### STATED PROBLEM
Please transcribe all of the data below, reproducing every line without any change.

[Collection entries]
- - - -

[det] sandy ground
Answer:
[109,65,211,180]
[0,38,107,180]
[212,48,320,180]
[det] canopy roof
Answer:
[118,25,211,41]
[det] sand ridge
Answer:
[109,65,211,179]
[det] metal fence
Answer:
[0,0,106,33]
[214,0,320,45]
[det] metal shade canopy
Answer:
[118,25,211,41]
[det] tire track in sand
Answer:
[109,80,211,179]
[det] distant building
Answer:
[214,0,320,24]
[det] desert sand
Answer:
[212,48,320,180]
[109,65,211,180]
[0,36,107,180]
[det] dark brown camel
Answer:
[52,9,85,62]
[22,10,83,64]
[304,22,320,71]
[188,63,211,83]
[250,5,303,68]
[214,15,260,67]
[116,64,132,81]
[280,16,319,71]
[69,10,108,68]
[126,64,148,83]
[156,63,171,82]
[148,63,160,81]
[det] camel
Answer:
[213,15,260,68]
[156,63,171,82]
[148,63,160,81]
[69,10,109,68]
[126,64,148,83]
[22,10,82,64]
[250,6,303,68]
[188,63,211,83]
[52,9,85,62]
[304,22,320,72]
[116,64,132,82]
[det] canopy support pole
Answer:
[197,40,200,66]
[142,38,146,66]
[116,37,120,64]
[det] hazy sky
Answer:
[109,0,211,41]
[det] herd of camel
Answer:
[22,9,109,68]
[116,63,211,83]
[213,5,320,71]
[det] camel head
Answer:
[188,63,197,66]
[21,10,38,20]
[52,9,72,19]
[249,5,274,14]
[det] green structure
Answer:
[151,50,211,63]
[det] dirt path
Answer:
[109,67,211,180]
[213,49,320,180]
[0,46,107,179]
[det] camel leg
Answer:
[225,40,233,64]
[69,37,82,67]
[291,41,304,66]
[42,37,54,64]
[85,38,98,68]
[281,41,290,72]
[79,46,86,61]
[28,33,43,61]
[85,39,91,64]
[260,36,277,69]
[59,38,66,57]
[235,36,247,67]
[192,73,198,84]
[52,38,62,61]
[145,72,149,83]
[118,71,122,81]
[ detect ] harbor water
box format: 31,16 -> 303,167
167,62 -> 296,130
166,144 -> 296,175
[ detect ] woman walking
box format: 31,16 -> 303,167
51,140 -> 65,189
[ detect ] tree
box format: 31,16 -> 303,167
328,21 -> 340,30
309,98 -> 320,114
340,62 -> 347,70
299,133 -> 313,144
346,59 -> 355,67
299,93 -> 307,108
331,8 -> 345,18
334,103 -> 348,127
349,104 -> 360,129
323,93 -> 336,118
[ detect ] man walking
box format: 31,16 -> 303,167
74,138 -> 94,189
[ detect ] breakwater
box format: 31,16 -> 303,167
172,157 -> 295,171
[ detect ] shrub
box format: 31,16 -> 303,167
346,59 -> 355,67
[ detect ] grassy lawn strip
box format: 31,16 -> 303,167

- - - -

### PROBLEM SOLUTION
[det] sandy ground
Answer:
[109,65,211,180]
[0,38,107,180]
[212,48,320,180]
[det] canopy roof
Answer:
[118,25,211,41]
[det] sand ridge
Answer:
[109,65,211,179]
[det] metal fence
Answer:
[0,0,106,33]
[214,0,320,45]
[det] metal shade canopy
Answer:
[118,25,211,41]
[det] tire track in sand
Answer:
[109,80,211,179]
[det] distant building
Answer:
[214,0,320,24]
[det] desert sand
Answer:
[212,48,320,180]
[109,65,211,180]
[0,36,107,180]
[det] dark brown camel
Answer:
[52,9,85,62]
[22,10,83,64]
[304,22,320,71]
[188,63,211,83]
[250,5,303,68]
[214,15,260,67]
[116,64,132,81]
[280,16,319,71]
[69,10,108,68]
[126,64,148,83]
[156,63,171,82]
[148,63,160,81]
[det] camel
Answer:
[213,15,260,68]
[156,63,171,82]
[148,63,160,81]
[69,10,109,68]
[126,64,148,83]
[22,10,82,64]
[250,6,303,68]
[188,63,211,83]
[52,9,85,62]
[304,22,320,72]
[116,64,132,82]
[det] canopy support pole
Answer:
[197,40,200,66]
[142,38,146,66]
[116,37,120,64]
[det] hazy sky
Answer:
[109,0,211,41]
[det] herd of camel
Answer:
[22,9,109,68]
[116,63,211,83]
[213,5,320,71]
[det] camel head
Answer:
[188,63,197,66]
[21,10,38,20]
[52,9,72,19]
[249,5,274,14]
[det] green structure
Answer:
[151,50,211,63]
[det] dirt path
Answer:
[109,67,211,180]
[213,49,320,180]
[0,46,107,179]
[det] camel leg
Answer:
[225,40,233,64]
[69,37,82,67]
[291,41,304,66]
[42,37,54,64]
[85,38,98,68]
[281,41,290,72]
[79,46,86,61]
[28,33,43,61]
[85,39,91,64]
[260,36,277,69]
[59,38,66,57]
[235,36,247,67]
[192,73,198,84]
[52,38,62,61]
[145,72,149,83]
[118,71,122,81]
[ detect ] harbor water
box format: 31,16 -> 303,167
167,62 -> 296,130
166,144 -> 296,175
[ detect ] woman walking
box format: 31,16 -> 303,167
51,140 -> 65,189
[ detect ] tree
box format: 31,16 -> 303,167
328,21 -> 340,30
309,98 -> 320,114
340,62 -> 347,70
299,133 -> 313,144
346,59 -> 355,67
299,93 -> 307,108
331,8 -> 345,18
334,103 -> 348,127
349,104 -> 360,129
323,93 -> 336,118
[ detect ] man walking
box format: 31,16 -> 303,167
74,138 -> 94,189
[ detect ] breakwater
box format: 31,16 -> 303,167
172,157 -> 295,171
[ detect ] shrub
box format: 31,16 -> 303,167
346,59 -> 355,67
[ detect ] grassy lawn strip
box format: 31,16 -> 303,167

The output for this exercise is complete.